In the entries below, begin at the line with "Intersection-audit request. Target: palm tree" and stop after the line with "Intersection-audit request. Target: shoreline"; output those lines exactly and omit the pictures.

**Photo-based referring expression data**
▼

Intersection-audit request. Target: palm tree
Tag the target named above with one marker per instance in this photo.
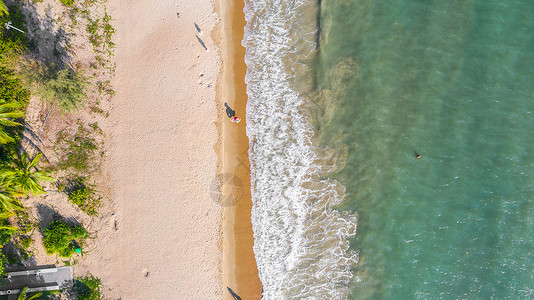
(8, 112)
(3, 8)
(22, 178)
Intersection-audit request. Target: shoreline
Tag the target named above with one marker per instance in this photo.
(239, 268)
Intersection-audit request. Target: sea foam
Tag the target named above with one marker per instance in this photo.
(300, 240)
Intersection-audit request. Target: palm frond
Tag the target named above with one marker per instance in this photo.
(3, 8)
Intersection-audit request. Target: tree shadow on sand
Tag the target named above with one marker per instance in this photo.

▲
▼

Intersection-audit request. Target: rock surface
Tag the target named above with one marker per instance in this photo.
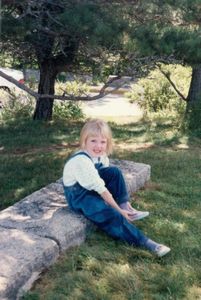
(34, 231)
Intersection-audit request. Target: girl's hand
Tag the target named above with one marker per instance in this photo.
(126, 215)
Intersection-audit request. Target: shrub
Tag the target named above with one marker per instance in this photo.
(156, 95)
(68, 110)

▲

**Task output**
Intersection-audit request. Target: palm tree
Tag the target named above with one marker per instance in this photo.
(8, 112)
(3, 8)
(22, 178)
Intersection-audit request. Target: shoreline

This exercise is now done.